EXTRAIT CHOISI -
Ce malicieux gamin d’Alfred de Musset arrivera peut-être à leur tête comme tambour, et qui sait s’il ne me tambourinera pas aux oreilles toutes ses mauvaises plaisanteries ? »

C’est ainsi que se plaignit le pauvre vieux fleuve. Il ne pouvait retrouver le calme. Je lui dis maintes paroles consolantes pour le ragaillardir :

« Cesse de t’inquiéter, Rhin vénérable ; la gaieté railleuse des Français n’est plus à craindre ; ils ne sont plus les Français d’autrefois ; aussi portent-ils d’autres chausses.

Les pantalons qu’ils portent ne sont plus blancs, mais rouges ; ils ont aussi d’autres boutons ; ils ne chantent plus, ils ne sautent plus ; ils penchent la tête d’un air pensif.

Ils philosophent et parlent maintenant de Kant, de Fichte et de Hegel. Ils fument, ils boivent de la bière ; il en est même qui s’amusent à jouer aux quilles.

Ils deviennent philistins tout comme nous, et peut-être même nous ont-ils dépassés. Ils ne sont plus voltairiens, ils deviennent hengstenbergiens.

Alfred de Musset, j’en conviens, est encore un méchant garnement ; mais rassure-toi, nous saurons bien mettre un frein à sa langue diabolique.

Apaise-toi, Rhin, mon père ; oublie de méchants couplets. Tu entendras bientôt une chanson meilleure. — Adieu, nous nous reverrons. »

Edmond et Jules de Goncourt.

 

 

 

FIESQUE ; Drame en vers d’après Schiller ; PAR É. ET H. CRÉMIEUX.

Il y a trente ans, M. Ancelot a fait une tragédie du drame de Schiller. MM. Crémieux déclarent, dans les quelques mots qui précèdent leur pièce, qu’ils n’ont pas cru que M. Ancelot eût épuisé le sujet saisissant de Fiesque. Nous sommes grandement de leur avis. « Notre œuvre, — disent les auteurs, — n’est ni une traduction, ni une imitation, ni une création, bien qu’elle soit à la fois tout cela ; — ce n’est pas plus une copie qu’un original : c’est une étude d’après un beau modèle. »

La tentative est trop louable pour que nous n’y applaudissions pas ; et d’ailleurs deux noms de frères accolés l’un à l’autre, deux signatures jumelles nous font toujours lire un livre un peu avec le cœur.

MM. Crémieux « ont traduit littéralement quelques morceaux de Schiller, imité plusieurs autres, remplacé souvent de longues tirades par un mot, par un geste ; ils ont fait de nombreuses suppressions, interverti et modifié bien des scènes, — surtout aux trois premiers actes, — soit pour la clarté, soit pour l’effet ; ils ont introduit, et dans le dialogue, et dans l’action, et dans le denoûment lui-même, certains détails de leur invention, qu’ils ont cru nécessaires à l’intérêt et à la vérité du tableau. »

Le Fiesque de MM. Crémieux est en somme une œuvre méritoire et consciencieuse. Qu’on nous permette d’en citer un morceau :

Fiesque, seul.

EXTRAIT DES DONNÉES -
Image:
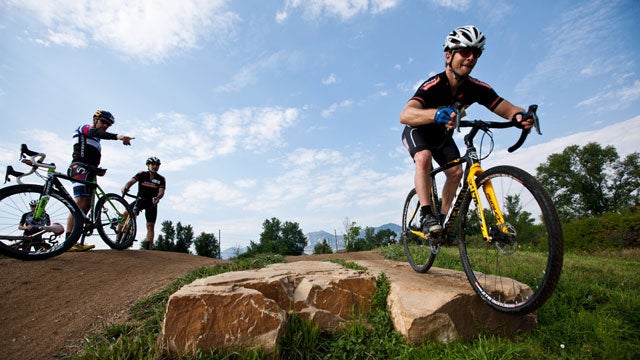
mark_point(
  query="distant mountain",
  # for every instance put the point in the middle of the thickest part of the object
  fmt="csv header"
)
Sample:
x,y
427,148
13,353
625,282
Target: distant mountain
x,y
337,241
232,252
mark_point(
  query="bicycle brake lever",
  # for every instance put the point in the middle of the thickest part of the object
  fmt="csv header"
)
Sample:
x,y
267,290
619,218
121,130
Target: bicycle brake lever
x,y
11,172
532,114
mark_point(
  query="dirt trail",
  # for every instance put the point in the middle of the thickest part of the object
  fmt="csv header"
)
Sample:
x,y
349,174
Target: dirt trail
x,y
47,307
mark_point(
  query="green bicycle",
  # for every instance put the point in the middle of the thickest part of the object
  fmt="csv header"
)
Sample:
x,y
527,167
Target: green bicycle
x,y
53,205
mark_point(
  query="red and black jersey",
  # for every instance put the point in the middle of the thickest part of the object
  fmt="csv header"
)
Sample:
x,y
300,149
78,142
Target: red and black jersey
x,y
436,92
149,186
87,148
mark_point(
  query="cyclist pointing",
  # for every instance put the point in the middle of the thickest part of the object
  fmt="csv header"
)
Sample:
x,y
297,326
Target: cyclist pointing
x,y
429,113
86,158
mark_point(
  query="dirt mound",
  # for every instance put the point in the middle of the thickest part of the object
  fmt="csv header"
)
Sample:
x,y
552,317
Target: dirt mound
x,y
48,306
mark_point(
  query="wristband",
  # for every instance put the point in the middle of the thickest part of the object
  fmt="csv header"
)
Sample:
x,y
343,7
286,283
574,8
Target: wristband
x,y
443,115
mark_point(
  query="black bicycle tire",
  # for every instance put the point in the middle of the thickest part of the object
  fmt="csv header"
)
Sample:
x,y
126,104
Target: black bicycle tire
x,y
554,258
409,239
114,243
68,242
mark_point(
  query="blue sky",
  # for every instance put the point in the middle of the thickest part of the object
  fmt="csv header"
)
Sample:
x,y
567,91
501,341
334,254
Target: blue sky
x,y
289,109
---
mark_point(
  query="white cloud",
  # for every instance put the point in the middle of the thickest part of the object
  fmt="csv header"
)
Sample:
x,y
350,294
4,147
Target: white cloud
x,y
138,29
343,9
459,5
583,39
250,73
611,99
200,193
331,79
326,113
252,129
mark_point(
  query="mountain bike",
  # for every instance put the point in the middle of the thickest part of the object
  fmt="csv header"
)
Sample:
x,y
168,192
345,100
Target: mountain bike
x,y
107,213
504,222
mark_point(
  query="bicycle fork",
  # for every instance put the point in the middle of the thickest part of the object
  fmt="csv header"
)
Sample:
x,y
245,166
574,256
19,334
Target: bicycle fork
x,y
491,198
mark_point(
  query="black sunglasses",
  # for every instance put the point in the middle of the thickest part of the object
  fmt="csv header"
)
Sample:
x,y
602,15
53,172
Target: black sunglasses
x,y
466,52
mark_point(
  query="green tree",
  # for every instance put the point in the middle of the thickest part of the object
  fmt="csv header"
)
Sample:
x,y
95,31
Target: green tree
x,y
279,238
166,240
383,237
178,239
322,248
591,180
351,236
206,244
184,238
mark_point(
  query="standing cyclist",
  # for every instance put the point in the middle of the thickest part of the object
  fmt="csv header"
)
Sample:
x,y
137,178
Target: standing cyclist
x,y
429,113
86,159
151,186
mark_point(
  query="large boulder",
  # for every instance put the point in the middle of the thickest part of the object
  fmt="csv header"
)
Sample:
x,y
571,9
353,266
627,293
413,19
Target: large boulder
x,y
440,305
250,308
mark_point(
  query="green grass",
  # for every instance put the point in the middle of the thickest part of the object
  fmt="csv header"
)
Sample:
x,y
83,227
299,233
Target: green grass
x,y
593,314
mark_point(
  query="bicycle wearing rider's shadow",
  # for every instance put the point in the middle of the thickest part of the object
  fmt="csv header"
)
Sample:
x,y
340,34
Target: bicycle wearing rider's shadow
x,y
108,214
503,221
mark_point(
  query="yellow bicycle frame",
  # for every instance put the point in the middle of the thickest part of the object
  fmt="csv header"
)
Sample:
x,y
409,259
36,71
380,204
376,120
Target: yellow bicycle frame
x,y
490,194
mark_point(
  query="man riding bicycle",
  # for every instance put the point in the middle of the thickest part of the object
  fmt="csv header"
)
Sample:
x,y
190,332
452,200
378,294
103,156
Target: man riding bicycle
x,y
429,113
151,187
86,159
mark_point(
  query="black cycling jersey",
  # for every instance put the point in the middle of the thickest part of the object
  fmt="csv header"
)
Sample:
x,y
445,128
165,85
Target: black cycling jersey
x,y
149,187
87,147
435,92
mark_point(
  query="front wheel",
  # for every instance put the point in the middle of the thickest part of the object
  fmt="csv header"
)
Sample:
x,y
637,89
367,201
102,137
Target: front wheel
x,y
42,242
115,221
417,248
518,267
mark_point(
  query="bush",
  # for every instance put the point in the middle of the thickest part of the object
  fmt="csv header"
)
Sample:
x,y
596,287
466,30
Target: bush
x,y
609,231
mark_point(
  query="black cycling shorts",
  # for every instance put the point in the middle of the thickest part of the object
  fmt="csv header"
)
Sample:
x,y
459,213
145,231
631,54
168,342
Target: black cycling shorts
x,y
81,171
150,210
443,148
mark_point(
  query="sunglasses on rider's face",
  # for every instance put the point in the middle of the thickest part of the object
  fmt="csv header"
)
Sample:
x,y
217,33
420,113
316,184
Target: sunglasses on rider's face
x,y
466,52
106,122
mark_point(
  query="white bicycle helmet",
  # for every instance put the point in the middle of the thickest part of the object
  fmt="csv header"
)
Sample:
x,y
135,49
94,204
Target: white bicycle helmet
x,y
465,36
...
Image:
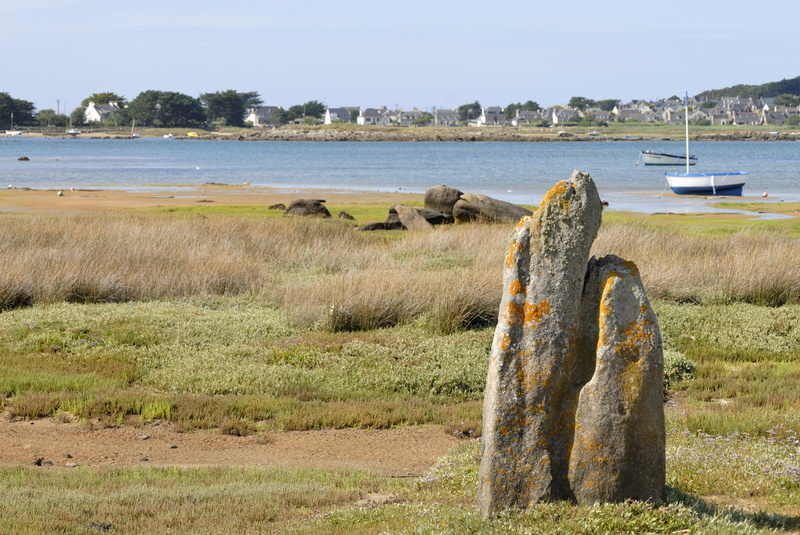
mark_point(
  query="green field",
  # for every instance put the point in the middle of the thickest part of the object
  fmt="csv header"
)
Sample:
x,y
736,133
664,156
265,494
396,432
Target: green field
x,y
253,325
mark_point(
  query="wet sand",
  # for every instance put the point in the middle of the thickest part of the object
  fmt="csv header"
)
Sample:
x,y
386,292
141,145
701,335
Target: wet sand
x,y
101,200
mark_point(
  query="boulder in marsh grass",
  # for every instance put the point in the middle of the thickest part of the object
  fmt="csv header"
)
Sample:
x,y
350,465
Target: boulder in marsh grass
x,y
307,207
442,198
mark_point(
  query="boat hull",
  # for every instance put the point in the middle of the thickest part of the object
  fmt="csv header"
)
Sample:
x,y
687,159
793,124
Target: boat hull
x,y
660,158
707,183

CONSIGNES -
1 > Pour chacune des affirmations suivantes, indiquez par oui ou par non si elle concorde avec l'extrait choisi, en citant mot pour mot le passage qui tranche : (a) les Français portent désormais des pantalons rouges ; (b) M. Ancelot a tiré une tragédie du drame de Schiller il y a cinquante ans ; (c) MM. Crémieux présentent leur œuvre comme une simple traduction.
2 > D'après l'extrait choisi, dans quelle partie de la pièce MM. Crémieux ont-ils surtout interverti et modifié des scènes ?
Les enregistrements ne sont pas nécessaires pour ce travail.

RÉSULTATS FINAUX -
1 >
(a) Oui : « Les pantalons qu’ils portent ne sont plus blancs, mais rouges ».
(b) Non : « Il y a trente ans, M. Ancelot a fait une tragédie du drame de Schiller. »
(c) Non : « Notre œuvre, — disent les auteurs, — n’est ni une traduction, ni une imitation, ni une création, bien qu’elle soit à la fois tout cela ».

2 > Surtout aux trois premiers actes.